What this exercise asks ▸
**A.** Duplicate the part of the normal-distribution thread that opens with the words containing "You can chain" and closes with "without inflection points).".
**B.** In the normal-distribution thread, which functions may the asker use to express the derivative?
**C.** Decide whether each statement agrees with the normal-distribution thread, answering yes or no and quoting the words that settle it.
(i) The asker already has an expression for $l$ as a function of $a$.
(ii) The reply says the chain rule can't be used to differentiate inverse functions.
(iii) The probability that $Z$ lies in $(-a,b)$ is 0.90.

Text extract ▸
--------------------

$Z$ has a standard normal distribution. $P(Z \in (-a,b)) = 0.95$ where $a,b > 0$. Find the derivative the length, $l$, of the interval $(-a,b)$.

$Z$ has a standard normal distribution. $P(Z \in (-a,b)) = 0.95$ where $a,b > 0$. I'm asked to find the derivative the length, $l$, of the interval $(-a,b)$. I have an expression for $l$ as a function of $a$: $l = a + \Phi^{-1}(0.95 + \Phi(-a))$. How do I go about differentiating this? I am allowed to express it in terms of $\Phi, \Phi^{-1}$ and $\phi$. I assume some application of the chain rule, but I am a bit confused on how to go about this.

Thanks!

You can chain rule to differentiate inverse functions. Let $g(x) =f^{-1}(x)$. Then we have that

$f(g(x)) = x$. Differentiating both sides, we get that $g'(x)f'(g(x)) = 1$. Thus, we get that $g'(x) = \frac{1}{f'(g(x))}$. (Assuming the derivative is not zero, so we want functions without inflection points).

Thus in this case, we have that

$$l'(a) = 1 - (\Phi^{-1})'(0.95+\Phi(-a))\Phi'(-a) = 1 - \frac{\Phi'(-a)}{\Phi'(\Phi^{-1}(0.95+\Phi(-a)))} = 1 - \frac{\Phi'(-a)}{\Phi'(l(a)-a)}.$$

--------------------

Data lines ▸
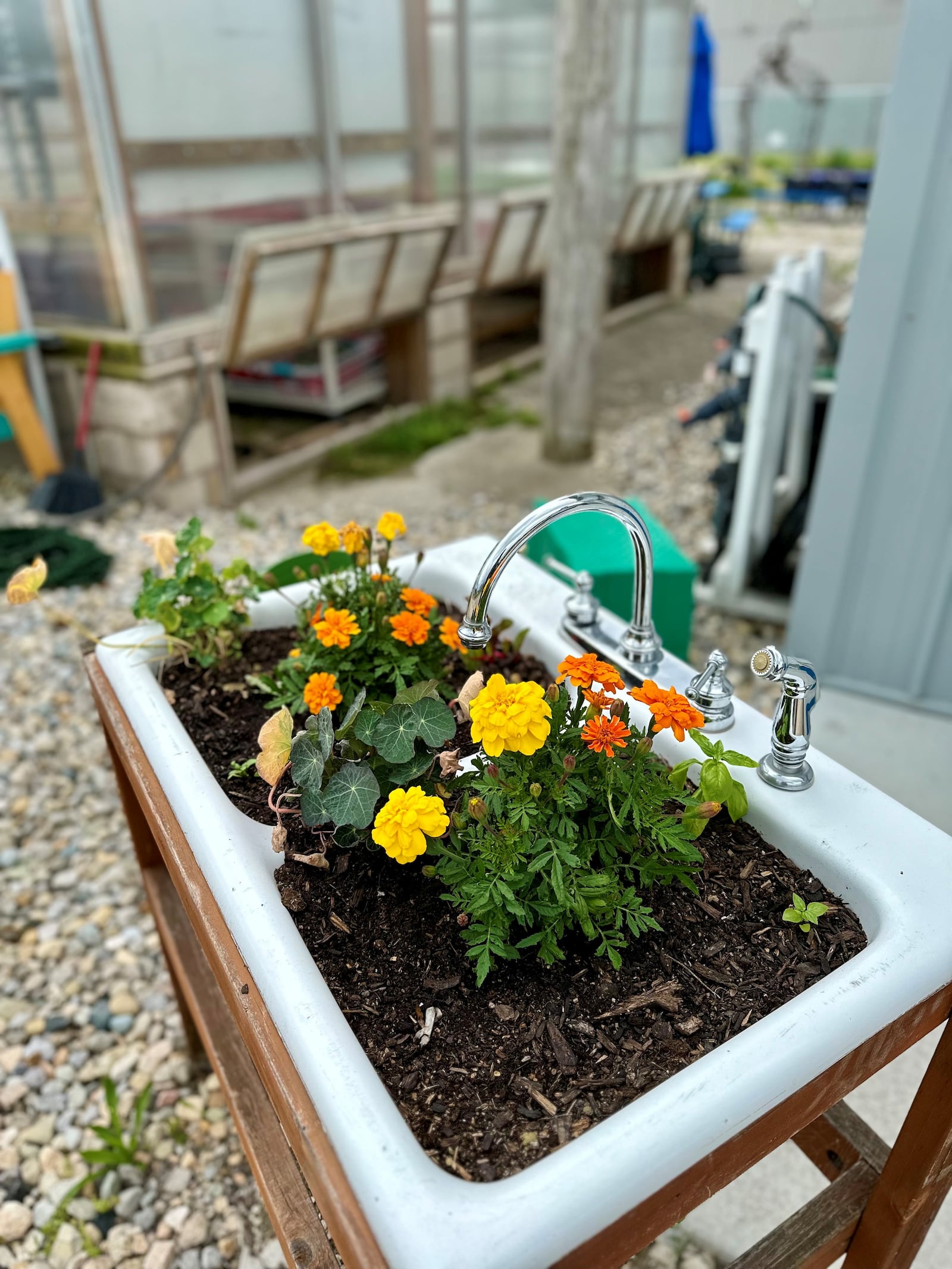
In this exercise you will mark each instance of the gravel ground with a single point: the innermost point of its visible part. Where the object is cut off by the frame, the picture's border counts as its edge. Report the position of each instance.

--------------------

Responses to the exercise ▸
**A.**
You can chain rule to differentiate inverse functions. Let $g(x) =f^{-1}(x)$. Then we have that

$f(g(x)) = x$. Differentiating both sides, we get that $g'(x)f'(g(x)) = 1$. Thus, we get that $g'(x) = \frac{1}{f'(g(x))}$. (Assuming the derivative is not zero, so we want functions without inflection points).

**B.** $\Phi$, $\Phi^{-1}$ and $\phi$.

**C.**
(i) Yes: "I have an expression for $l$ as a function of $a$"
(ii) No: "You can chain rule to differentiate inverse functions."
(iii) No: "$P(Z \in (-a,b)) = 0.95$"